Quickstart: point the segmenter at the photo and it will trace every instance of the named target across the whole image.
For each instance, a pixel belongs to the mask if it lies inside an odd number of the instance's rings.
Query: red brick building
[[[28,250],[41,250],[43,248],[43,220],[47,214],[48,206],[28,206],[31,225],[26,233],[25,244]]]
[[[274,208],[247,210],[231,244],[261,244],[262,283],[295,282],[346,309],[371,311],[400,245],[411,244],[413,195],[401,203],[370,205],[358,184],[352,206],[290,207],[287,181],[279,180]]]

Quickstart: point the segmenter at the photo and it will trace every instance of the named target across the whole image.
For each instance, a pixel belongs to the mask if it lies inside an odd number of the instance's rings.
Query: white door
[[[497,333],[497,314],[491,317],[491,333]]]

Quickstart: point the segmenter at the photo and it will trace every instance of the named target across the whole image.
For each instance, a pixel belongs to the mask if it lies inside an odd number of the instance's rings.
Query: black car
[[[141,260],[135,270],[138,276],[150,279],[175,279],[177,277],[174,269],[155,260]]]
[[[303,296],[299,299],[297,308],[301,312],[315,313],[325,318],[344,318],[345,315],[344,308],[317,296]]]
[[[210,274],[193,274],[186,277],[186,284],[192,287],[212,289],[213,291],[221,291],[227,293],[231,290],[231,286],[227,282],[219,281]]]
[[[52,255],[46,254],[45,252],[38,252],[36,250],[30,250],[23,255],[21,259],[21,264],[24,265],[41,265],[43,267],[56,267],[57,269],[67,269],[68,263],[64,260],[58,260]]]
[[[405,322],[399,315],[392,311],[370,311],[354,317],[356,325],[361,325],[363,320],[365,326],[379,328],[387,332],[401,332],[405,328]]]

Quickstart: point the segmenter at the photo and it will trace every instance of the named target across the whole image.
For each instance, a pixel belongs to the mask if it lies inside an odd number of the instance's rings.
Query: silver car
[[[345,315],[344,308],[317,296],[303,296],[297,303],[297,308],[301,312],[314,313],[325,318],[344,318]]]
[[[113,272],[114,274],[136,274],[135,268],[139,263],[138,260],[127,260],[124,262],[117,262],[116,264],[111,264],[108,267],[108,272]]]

•••••

WORK TO BE COMPLETED » Give the entries again exactly, every one.

RESPONSE TO THIS EXERCISE »
Quickstart: point the segmenter at the photo and it will trace every instance of the named target across the whole image.
For each instance, a pixel belongs to the mask if it lies inside an odd number of the instance's rings.
Query: red brick building
[[[28,250],[41,250],[43,248],[43,220],[47,214],[48,206],[28,206],[31,225],[26,233],[25,244]]]
[[[274,208],[247,210],[231,244],[261,244],[262,283],[295,282],[346,309],[371,311],[400,245],[411,244],[413,195],[401,203],[370,205],[358,184],[352,206],[290,207],[287,181],[279,180]]]

Quickstart: point the segmenter at the photo and it will trace every instance of the named target across the whole image.
For each instance, a pixel belongs to the mask if it lies inside an odd number of the instance's rings.
Query: white door
[[[497,333],[497,314],[491,317],[491,333]]]

Quickstart: point the segmenter at the photo and it will trace every instance of the named target across the whole image.
For each instance, a pixel belongs to the mask if it lies inside an odd number of the instance's rings.
Query: black car
[[[141,260],[135,270],[138,276],[150,279],[175,279],[177,277],[174,269],[155,260]]]
[[[303,296],[299,299],[297,308],[301,312],[315,313],[325,318],[344,318],[345,315],[344,308],[317,296]]]
[[[210,274],[193,274],[186,277],[186,284],[192,287],[212,289],[213,291],[221,291],[227,293],[231,290],[231,286],[227,282],[219,281]]]
[[[52,255],[46,254],[45,252],[38,252],[36,250],[30,250],[23,255],[21,259],[21,264],[24,265],[41,265],[43,267],[56,267],[57,269],[67,269],[68,263],[64,260],[58,260]]]
[[[405,322],[399,315],[392,311],[370,311],[354,317],[356,325],[361,325],[363,320],[365,326],[379,328],[387,332],[401,332],[405,328]]]

Quickstart: point the segmenter at the photo and it will trace every instance of the named target across the whole image.
For each instance, a pixel belongs to the mask if it lies inside an odd number of the instance's rings.
Query: silver car
[[[345,315],[344,308],[317,296],[303,296],[297,303],[297,308],[301,312],[314,313],[325,318],[344,318]]]
[[[113,272],[114,274],[136,274],[135,268],[139,263],[138,260],[127,260],[124,262],[117,262],[116,264],[111,264],[108,267],[108,272]]]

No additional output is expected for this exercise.